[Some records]
----

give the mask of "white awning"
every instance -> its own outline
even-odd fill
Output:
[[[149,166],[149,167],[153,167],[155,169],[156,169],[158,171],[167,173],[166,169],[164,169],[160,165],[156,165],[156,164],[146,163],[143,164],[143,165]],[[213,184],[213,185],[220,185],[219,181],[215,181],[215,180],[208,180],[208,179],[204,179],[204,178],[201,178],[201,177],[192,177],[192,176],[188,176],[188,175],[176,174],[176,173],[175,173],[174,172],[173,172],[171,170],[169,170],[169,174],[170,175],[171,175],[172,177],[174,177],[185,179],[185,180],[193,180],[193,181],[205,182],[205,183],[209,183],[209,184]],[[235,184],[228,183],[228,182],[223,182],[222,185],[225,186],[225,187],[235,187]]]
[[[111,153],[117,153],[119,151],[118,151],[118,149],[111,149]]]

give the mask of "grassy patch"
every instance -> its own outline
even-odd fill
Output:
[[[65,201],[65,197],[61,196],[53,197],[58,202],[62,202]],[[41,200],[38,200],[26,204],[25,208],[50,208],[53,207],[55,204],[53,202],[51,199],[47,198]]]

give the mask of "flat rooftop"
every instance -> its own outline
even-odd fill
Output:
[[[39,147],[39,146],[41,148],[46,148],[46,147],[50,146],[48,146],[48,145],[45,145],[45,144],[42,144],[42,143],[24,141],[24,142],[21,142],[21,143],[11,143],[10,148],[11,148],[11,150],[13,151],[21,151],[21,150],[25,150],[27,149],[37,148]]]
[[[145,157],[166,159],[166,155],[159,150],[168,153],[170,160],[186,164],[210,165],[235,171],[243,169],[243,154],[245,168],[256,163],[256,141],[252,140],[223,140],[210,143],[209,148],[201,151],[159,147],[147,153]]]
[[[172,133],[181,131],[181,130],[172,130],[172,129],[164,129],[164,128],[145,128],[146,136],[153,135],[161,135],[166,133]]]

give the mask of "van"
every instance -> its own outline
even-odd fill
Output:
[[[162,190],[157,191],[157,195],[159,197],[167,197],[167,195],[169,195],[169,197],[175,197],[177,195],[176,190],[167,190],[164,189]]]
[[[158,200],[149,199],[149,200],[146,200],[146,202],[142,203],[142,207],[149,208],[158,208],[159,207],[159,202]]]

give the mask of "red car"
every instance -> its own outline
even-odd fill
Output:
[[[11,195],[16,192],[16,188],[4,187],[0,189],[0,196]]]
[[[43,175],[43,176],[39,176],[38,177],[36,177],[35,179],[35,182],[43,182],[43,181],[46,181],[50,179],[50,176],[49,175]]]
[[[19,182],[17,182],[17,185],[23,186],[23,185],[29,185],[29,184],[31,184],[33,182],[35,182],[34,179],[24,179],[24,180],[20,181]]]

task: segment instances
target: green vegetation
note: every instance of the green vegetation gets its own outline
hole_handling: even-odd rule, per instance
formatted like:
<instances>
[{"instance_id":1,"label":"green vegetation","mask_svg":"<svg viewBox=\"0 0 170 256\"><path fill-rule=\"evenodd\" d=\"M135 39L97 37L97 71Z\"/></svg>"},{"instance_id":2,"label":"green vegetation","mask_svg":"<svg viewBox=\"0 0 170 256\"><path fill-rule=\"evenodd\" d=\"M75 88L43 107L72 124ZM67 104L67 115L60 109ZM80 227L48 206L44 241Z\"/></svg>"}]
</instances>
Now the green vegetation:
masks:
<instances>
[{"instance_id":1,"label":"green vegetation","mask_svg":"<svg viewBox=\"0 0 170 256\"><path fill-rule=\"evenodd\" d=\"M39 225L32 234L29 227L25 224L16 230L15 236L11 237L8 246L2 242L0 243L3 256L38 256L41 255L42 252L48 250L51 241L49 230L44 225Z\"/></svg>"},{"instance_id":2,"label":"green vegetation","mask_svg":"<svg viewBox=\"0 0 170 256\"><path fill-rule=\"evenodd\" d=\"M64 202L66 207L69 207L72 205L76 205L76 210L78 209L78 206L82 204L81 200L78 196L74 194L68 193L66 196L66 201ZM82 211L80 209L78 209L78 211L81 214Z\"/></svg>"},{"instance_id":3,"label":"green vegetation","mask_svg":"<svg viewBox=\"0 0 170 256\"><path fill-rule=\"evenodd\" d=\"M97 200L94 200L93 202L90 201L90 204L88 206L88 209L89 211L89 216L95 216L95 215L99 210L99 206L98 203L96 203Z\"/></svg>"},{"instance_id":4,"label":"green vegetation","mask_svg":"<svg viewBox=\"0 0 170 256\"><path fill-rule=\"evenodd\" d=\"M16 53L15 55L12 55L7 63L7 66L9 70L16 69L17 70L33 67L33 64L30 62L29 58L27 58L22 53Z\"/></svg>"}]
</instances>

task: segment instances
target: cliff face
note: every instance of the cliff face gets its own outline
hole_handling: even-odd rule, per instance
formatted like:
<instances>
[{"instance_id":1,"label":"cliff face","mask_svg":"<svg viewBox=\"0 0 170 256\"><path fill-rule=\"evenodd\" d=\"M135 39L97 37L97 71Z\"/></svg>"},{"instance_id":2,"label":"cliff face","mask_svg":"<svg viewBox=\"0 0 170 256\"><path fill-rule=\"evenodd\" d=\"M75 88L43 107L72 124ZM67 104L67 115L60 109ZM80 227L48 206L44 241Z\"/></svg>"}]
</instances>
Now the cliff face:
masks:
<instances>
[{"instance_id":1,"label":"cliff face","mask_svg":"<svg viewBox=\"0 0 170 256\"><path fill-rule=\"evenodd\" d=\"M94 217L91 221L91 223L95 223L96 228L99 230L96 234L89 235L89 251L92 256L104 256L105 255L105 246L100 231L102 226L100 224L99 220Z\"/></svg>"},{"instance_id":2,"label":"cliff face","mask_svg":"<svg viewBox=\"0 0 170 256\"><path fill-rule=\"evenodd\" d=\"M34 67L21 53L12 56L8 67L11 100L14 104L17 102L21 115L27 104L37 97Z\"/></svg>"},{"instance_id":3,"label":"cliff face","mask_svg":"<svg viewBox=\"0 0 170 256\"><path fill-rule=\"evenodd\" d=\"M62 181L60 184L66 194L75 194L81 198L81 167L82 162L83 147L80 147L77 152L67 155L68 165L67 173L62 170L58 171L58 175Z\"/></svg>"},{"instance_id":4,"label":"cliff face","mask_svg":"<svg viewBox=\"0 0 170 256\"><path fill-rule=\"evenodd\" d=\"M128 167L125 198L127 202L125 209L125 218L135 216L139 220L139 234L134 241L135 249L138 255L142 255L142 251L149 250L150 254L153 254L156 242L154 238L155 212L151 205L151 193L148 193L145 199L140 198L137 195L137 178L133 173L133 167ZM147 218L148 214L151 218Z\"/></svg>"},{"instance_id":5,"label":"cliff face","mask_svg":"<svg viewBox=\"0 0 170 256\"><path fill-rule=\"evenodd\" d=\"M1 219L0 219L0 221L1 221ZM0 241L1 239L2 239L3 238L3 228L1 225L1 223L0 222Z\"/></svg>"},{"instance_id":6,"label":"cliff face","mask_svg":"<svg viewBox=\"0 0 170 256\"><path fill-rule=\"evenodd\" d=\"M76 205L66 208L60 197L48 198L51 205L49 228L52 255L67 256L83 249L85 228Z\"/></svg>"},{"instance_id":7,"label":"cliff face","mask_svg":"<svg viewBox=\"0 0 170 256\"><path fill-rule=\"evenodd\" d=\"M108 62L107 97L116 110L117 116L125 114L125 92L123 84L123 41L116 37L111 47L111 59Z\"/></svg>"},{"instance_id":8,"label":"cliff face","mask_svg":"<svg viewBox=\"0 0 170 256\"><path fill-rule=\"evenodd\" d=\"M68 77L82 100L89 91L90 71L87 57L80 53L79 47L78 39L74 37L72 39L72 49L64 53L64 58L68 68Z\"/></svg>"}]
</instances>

----

■ **Requirements**: Can you rewrite the listing above with "give the mask of" replaced by "outline the" everywhere it occurs and every other part left unchanged?

■ **Problem solution**:
outline the "white awning"
every instance -> its own outline
even-odd fill
Output:
[[[149,166],[149,167],[153,167],[155,169],[156,169],[158,171],[167,173],[166,169],[164,169],[160,165],[156,165],[156,164],[146,163],[143,164],[143,165]],[[213,184],[213,185],[220,185],[219,181],[215,181],[215,180],[208,180],[208,179],[204,179],[204,178],[201,178],[201,177],[192,177],[192,176],[188,176],[188,175],[176,174],[176,173],[175,173],[174,172],[173,172],[171,170],[169,170],[169,174],[170,175],[171,175],[172,177],[174,177],[185,179],[185,180],[193,180],[193,181],[205,182],[205,183],[209,183],[209,184]],[[235,184],[228,183],[228,182],[223,182],[222,185],[225,186],[225,187],[235,187]]]
[[[111,153],[117,153],[119,151],[118,151],[118,149],[111,149]]]

outline the "grassy patch"
every instance -> its own outline
even-odd fill
Output:
[[[65,201],[65,197],[61,196],[53,197],[58,202],[62,202]],[[41,200],[38,200],[26,204],[25,208],[50,208],[53,207],[55,204],[53,202],[51,199],[47,198]]]

outline the "flat rooftop"
every instance -> its own outline
even-odd fill
Output:
[[[39,147],[39,146],[41,148],[46,148],[46,147],[50,146],[48,146],[48,145],[45,145],[45,144],[42,144],[42,143],[24,141],[24,142],[21,142],[21,143],[11,143],[10,148],[11,148],[11,150],[13,151],[21,151],[21,150],[25,150],[27,149],[37,148]]]
[[[145,157],[166,159],[166,155],[159,150],[168,153],[170,160],[186,164],[210,165],[235,171],[243,169],[243,154],[245,168],[256,163],[256,141],[252,140],[223,140],[210,143],[209,148],[201,151],[159,147],[147,153]]]
[[[172,133],[181,131],[181,130],[172,130],[172,129],[164,129],[164,128],[145,128],[146,136],[153,135],[161,135],[166,133]]]

outline the "van"
every instance -> its own outline
even-odd fill
Output:
[[[162,190],[157,191],[157,195],[159,197],[167,197],[167,195],[169,195],[169,197],[175,197],[177,195],[176,190],[167,190],[164,189]]]
[[[158,200],[149,199],[149,200],[146,200],[146,202],[142,203],[142,207],[149,208],[158,208],[159,207],[159,202]]]

outline the "red car"
every instance -> its own outline
even-odd fill
Output:
[[[11,195],[16,192],[16,188],[4,187],[0,189],[0,196]]]
[[[43,175],[43,176],[39,176],[38,177],[36,177],[35,179],[35,182],[43,182],[43,181],[46,181],[50,179],[50,176],[49,175]]]
[[[19,182],[17,182],[17,185],[23,186],[23,185],[29,185],[29,184],[31,184],[33,182],[35,182],[34,179],[24,179],[24,180],[20,181]]]

task: segment instances
target: green vegetation
note: every instance of the green vegetation gets its own outline
hole_handling: even-odd rule, per instance
formatted like:
<instances>
[{"instance_id":1,"label":"green vegetation","mask_svg":"<svg viewBox=\"0 0 170 256\"><path fill-rule=\"evenodd\" d=\"M135 39L97 37L97 71Z\"/></svg>"},{"instance_id":2,"label":"green vegetation","mask_svg":"<svg viewBox=\"0 0 170 256\"><path fill-rule=\"evenodd\" d=\"M75 88L43 107L72 124ZM67 104L67 115L60 109ZM80 227L48 206L44 241Z\"/></svg>"}]
</instances>
Now the green vegetation:
masks:
<instances>
[{"instance_id":1,"label":"green vegetation","mask_svg":"<svg viewBox=\"0 0 170 256\"><path fill-rule=\"evenodd\" d=\"M39 225L32 234L29 227L25 224L16 230L15 236L11 237L8 246L2 242L0 243L3 256L38 256L41 255L42 252L48 250L51 241L49 230L44 225Z\"/></svg>"},{"instance_id":2,"label":"green vegetation","mask_svg":"<svg viewBox=\"0 0 170 256\"><path fill-rule=\"evenodd\" d=\"M64 202L66 207L69 207L72 205L76 205L76 210L78 209L78 206L82 204L81 200L78 196L74 194L68 193L66 196L66 201ZM82 211L80 209L78 209L78 211L81 214Z\"/></svg>"},{"instance_id":3,"label":"green vegetation","mask_svg":"<svg viewBox=\"0 0 170 256\"><path fill-rule=\"evenodd\" d=\"M97 200L94 200L93 202L90 201L90 204L88 206L88 209L89 211L89 216L95 216L95 215L99 210L99 206L98 203L96 203Z\"/></svg>"},{"instance_id":4,"label":"green vegetation","mask_svg":"<svg viewBox=\"0 0 170 256\"><path fill-rule=\"evenodd\" d=\"M16 53L15 55L12 55L7 63L7 66L9 70L16 69L17 70L33 67L33 64L30 62L29 58L27 58L22 53Z\"/></svg>"}]
</instances>

task: segment instances
target: cliff face
note: every instance of the cliff face gets its own outline
hole_handling: even-odd rule, per instance
formatted like:
<instances>
[{"instance_id":1,"label":"cliff face","mask_svg":"<svg viewBox=\"0 0 170 256\"><path fill-rule=\"evenodd\" d=\"M135 39L97 37L97 71Z\"/></svg>"},{"instance_id":2,"label":"cliff face","mask_svg":"<svg viewBox=\"0 0 170 256\"><path fill-rule=\"evenodd\" d=\"M75 88L43 107L72 124ZM67 104L67 115L60 109ZM80 227L48 206L44 241Z\"/></svg>"}]
</instances>
Now the cliff face:
masks:
<instances>
[{"instance_id":1,"label":"cliff face","mask_svg":"<svg viewBox=\"0 0 170 256\"><path fill-rule=\"evenodd\" d=\"M94 217L91 221L91 223L95 223L96 228L99 230L96 234L89 235L89 251L92 256L104 256L105 255L105 246L100 231L102 226L100 224L99 220Z\"/></svg>"},{"instance_id":2,"label":"cliff face","mask_svg":"<svg viewBox=\"0 0 170 256\"><path fill-rule=\"evenodd\" d=\"M34 67L21 53L12 56L8 67L11 100L14 104L17 102L21 115L27 104L37 97Z\"/></svg>"},{"instance_id":3,"label":"cliff face","mask_svg":"<svg viewBox=\"0 0 170 256\"><path fill-rule=\"evenodd\" d=\"M62 181L60 184L66 194L75 194L81 198L81 167L82 162L83 147L80 147L77 152L67 155L68 165L67 173L62 170L58 171L58 175Z\"/></svg>"},{"instance_id":4,"label":"cliff face","mask_svg":"<svg viewBox=\"0 0 170 256\"><path fill-rule=\"evenodd\" d=\"M128 167L125 198L127 202L125 209L125 218L135 216L139 220L139 234L134 241L135 249L138 255L142 255L142 251L149 250L150 254L153 254L156 242L154 238L155 212L151 205L151 193L148 193L145 199L140 198L137 195L137 178L133 173L133 167ZM147 218L148 214L151 218Z\"/></svg>"},{"instance_id":5,"label":"cliff face","mask_svg":"<svg viewBox=\"0 0 170 256\"><path fill-rule=\"evenodd\" d=\"M1 219L0 219L0 221L1 221ZM0 241L1 239L2 239L3 238L3 228L1 225L1 223L0 222Z\"/></svg>"},{"instance_id":6,"label":"cliff face","mask_svg":"<svg viewBox=\"0 0 170 256\"><path fill-rule=\"evenodd\" d=\"M76 205L66 208L60 197L48 198L51 205L49 228L52 255L67 256L83 249L85 228Z\"/></svg>"},{"instance_id":7,"label":"cliff face","mask_svg":"<svg viewBox=\"0 0 170 256\"><path fill-rule=\"evenodd\" d=\"M108 62L107 97L116 110L117 116L125 114L125 92L123 84L123 41L116 37L111 47L111 59Z\"/></svg>"},{"instance_id":8,"label":"cliff face","mask_svg":"<svg viewBox=\"0 0 170 256\"><path fill-rule=\"evenodd\" d=\"M68 77L82 100L89 91L90 71L87 57L80 53L79 47L78 39L74 37L72 39L72 49L64 53L64 58L68 68Z\"/></svg>"}]
</instances>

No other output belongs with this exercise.